## PROBLEM DESCRIPTION
Render every line of the entries below as a JSON list of strings, one string per line, with blank lines skipped. Omit the images from the output.

## STORED DATA

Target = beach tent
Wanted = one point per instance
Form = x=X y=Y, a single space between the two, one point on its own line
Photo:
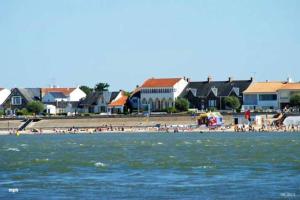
x=292 y=120
x=211 y=119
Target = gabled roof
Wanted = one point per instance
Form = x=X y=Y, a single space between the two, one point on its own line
x=91 y=99
x=58 y=95
x=264 y=87
x=65 y=91
x=224 y=88
x=119 y=102
x=290 y=86
x=113 y=95
x=160 y=82
x=30 y=94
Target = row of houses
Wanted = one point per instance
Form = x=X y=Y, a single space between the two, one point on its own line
x=60 y=100
x=155 y=94
x=158 y=94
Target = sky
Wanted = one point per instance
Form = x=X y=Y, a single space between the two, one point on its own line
x=124 y=42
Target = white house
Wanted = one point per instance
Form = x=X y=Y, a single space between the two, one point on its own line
x=4 y=93
x=62 y=94
x=262 y=95
x=97 y=102
x=285 y=93
x=161 y=93
x=62 y=100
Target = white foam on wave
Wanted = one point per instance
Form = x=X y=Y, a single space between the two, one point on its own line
x=186 y=142
x=204 y=167
x=42 y=160
x=100 y=164
x=12 y=149
x=13 y=190
x=288 y=195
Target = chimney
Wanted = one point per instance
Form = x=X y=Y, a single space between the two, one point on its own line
x=209 y=79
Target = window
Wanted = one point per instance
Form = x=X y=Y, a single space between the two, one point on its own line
x=16 y=100
x=268 y=97
x=212 y=103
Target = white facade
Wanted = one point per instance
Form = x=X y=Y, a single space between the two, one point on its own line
x=76 y=95
x=49 y=98
x=50 y=109
x=4 y=93
x=261 y=101
x=160 y=98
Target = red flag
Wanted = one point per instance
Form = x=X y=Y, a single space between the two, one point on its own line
x=248 y=114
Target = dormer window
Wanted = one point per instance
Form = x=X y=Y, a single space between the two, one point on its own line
x=215 y=91
x=236 y=90
x=16 y=100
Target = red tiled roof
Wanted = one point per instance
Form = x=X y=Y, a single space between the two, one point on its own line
x=119 y=102
x=291 y=86
x=65 y=91
x=264 y=87
x=161 y=82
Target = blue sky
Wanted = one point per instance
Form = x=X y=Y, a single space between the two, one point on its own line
x=125 y=42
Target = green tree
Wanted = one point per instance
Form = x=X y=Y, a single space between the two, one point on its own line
x=35 y=107
x=182 y=104
x=232 y=102
x=295 y=100
x=100 y=87
x=22 y=112
x=87 y=90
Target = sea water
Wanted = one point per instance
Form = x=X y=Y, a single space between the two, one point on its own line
x=151 y=166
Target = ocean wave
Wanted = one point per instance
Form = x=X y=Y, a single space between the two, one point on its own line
x=100 y=164
x=13 y=190
x=12 y=149
x=41 y=160
x=186 y=142
x=204 y=167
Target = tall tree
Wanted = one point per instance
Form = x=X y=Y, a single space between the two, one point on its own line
x=232 y=102
x=182 y=104
x=100 y=87
x=87 y=90
x=35 y=107
x=295 y=100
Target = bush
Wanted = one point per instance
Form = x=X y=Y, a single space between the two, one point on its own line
x=182 y=104
x=23 y=112
x=232 y=102
x=212 y=109
x=171 y=110
x=35 y=107
x=295 y=100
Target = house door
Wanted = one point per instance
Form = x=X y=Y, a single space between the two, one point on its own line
x=236 y=121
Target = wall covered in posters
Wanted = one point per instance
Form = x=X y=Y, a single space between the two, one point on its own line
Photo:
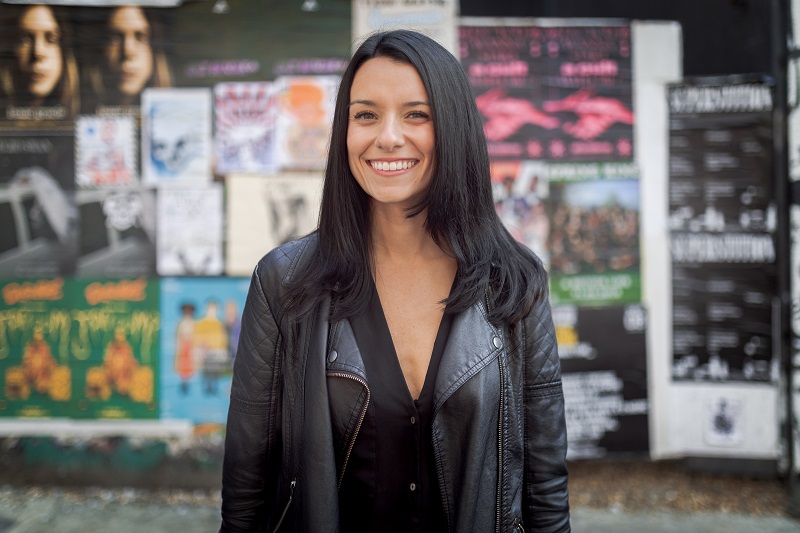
x=557 y=104
x=115 y=157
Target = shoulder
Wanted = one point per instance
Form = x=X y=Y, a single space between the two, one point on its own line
x=280 y=264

## SOLUTION BELOW
[
  "Target = beach tent",
  "Wanted = one point per instance",
  "Form = x=X y=Y, a single space between the two, one point on its own line",
  "Photo:",
  "x=292 y=120",
  "x=211 y=119",
  "Target = gabled roof",
  "Wanted = one point per instance",
  "Form = x=X y=Y, a single space between the two, one point on its own line",
  "x=91 y=99",
  "x=58 y=95",
  "x=264 y=87",
  "x=65 y=91",
  "x=224 y=88",
  "x=119 y=102",
  "x=290 y=86",
  "x=113 y=95",
  "x=160 y=82",
  "x=30 y=94",
  "Target = row of houses",
  "Wanted = one point per instance",
  "Form = x=X y=Y, a single space between the two, one point on its own line",
  "x=60 y=100",
  "x=155 y=94",
  "x=158 y=94",
  "Target = sky",
  "Wanted = one point per instance",
  "Form = x=X y=Y, a single space between the two, one point on its own line",
  "x=124 y=42",
  "Target = white house",
  "Wanted = one point per instance",
  "Form = x=X y=Y, a single space between the two, one point on its own line",
  "x=4 y=93",
  "x=62 y=94",
  "x=262 y=95",
  "x=97 y=102",
  "x=285 y=93",
  "x=161 y=93",
  "x=62 y=100",
  "Target = white foam on wave",
  "Wanted = one point per instance",
  "Form = x=X y=Y, a single space between the two, one point on its own line",
  "x=186 y=142",
  "x=204 y=167",
  "x=42 y=160",
  "x=100 y=164",
  "x=12 y=149",
  "x=13 y=190",
  "x=288 y=195",
  "Target = chimney",
  "Wanted = one point per instance",
  "Form = x=X y=Y, a single space between the two, one point on its own line",
  "x=209 y=79",
  "Target = window",
  "Wanted = one point per instance",
  "Form = x=X y=Y, a single space between the two, one point on its own line",
  "x=16 y=100",
  "x=268 y=97",
  "x=212 y=103",
  "Target = white facade",
  "Wanted = one point per instance",
  "Form = x=X y=Y, a single space between the two, one point on its own line",
  "x=76 y=95",
  "x=49 y=98",
  "x=50 y=109",
  "x=4 y=93",
  "x=261 y=101",
  "x=160 y=98",
  "Target = red flag",
  "Wanted = one point per instance",
  "Form = x=X y=Y, a single space between the two, one point on its own line",
  "x=248 y=114",
  "Target = dormer window",
  "Wanted = one point per instance",
  "Form = x=X y=Y, a single space between the two, one point on its own line",
  "x=215 y=91",
  "x=236 y=90",
  "x=16 y=100",
  "Target = red tiled roof",
  "Wanted = one point per instance",
  "Form = x=X y=Y, a single space between the two, one point on its own line",
  "x=119 y=102",
  "x=291 y=86",
  "x=65 y=91",
  "x=264 y=87",
  "x=161 y=82",
  "Target = blue sky",
  "Wanted = one point per instance",
  "Form = x=X y=Y, a single space between the two, one point on its own line",
  "x=125 y=42",
  "Target = green tree",
  "Wanted = one point per instance",
  "Form = x=X y=Y, a single space between the two, one point on its own line",
  "x=35 y=107",
  "x=182 y=104",
  "x=232 y=102",
  "x=295 y=100",
  "x=100 y=87",
  "x=22 y=112",
  "x=87 y=90",
  "Target = sea water",
  "Wanted = one point per instance",
  "Form = x=X y=Y, a single space between the two, one point on its own line",
  "x=151 y=166",
  "Target = ocean wave",
  "Wanted = one point per instance",
  "Form = x=X y=Y, a single space between the two, one point on its own line",
  "x=100 y=164",
  "x=13 y=190",
  "x=12 y=149",
  "x=41 y=160",
  "x=186 y=142",
  "x=204 y=167",
  "Target = tall tree",
  "Wanted = one point per instance",
  "Form = x=X y=Y, a single space between the two, one point on its own line",
  "x=232 y=102",
  "x=182 y=104",
  "x=100 y=87",
  "x=87 y=90",
  "x=35 y=107",
  "x=295 y=100",
  "Target = bush",
  "Wanted = one point per instance",
  "Form = x=X y=Y, a single space between the two, one point on its own line",
  "x=182 y=104",
  "x=23 y=112",
  "x=232 y=102",
  "x=212 y=109",
  "x=171 y=110",
  "x=35 y=107",
  "x=295 y=100",
  "Target = house door",
  "Wanted = one point per instance",
  "Form = x=X y=Y, a single space between the two, one point on its own line",
  "x=236 y=121",
  "Target = wall covered in posters",
  "Wanted = one point per instance",
  "Form = x=X y=Y, a single space between the two, one point on its own line",
  "Photo:",
  "x=557 y=104",
  "x=115 y=157",
  "Target = shoulder",
  "Wanted = one point per instance",
  "Form = x=X y=Y, a single space between the two, one point on its own line",
  "x=280 y=264"
]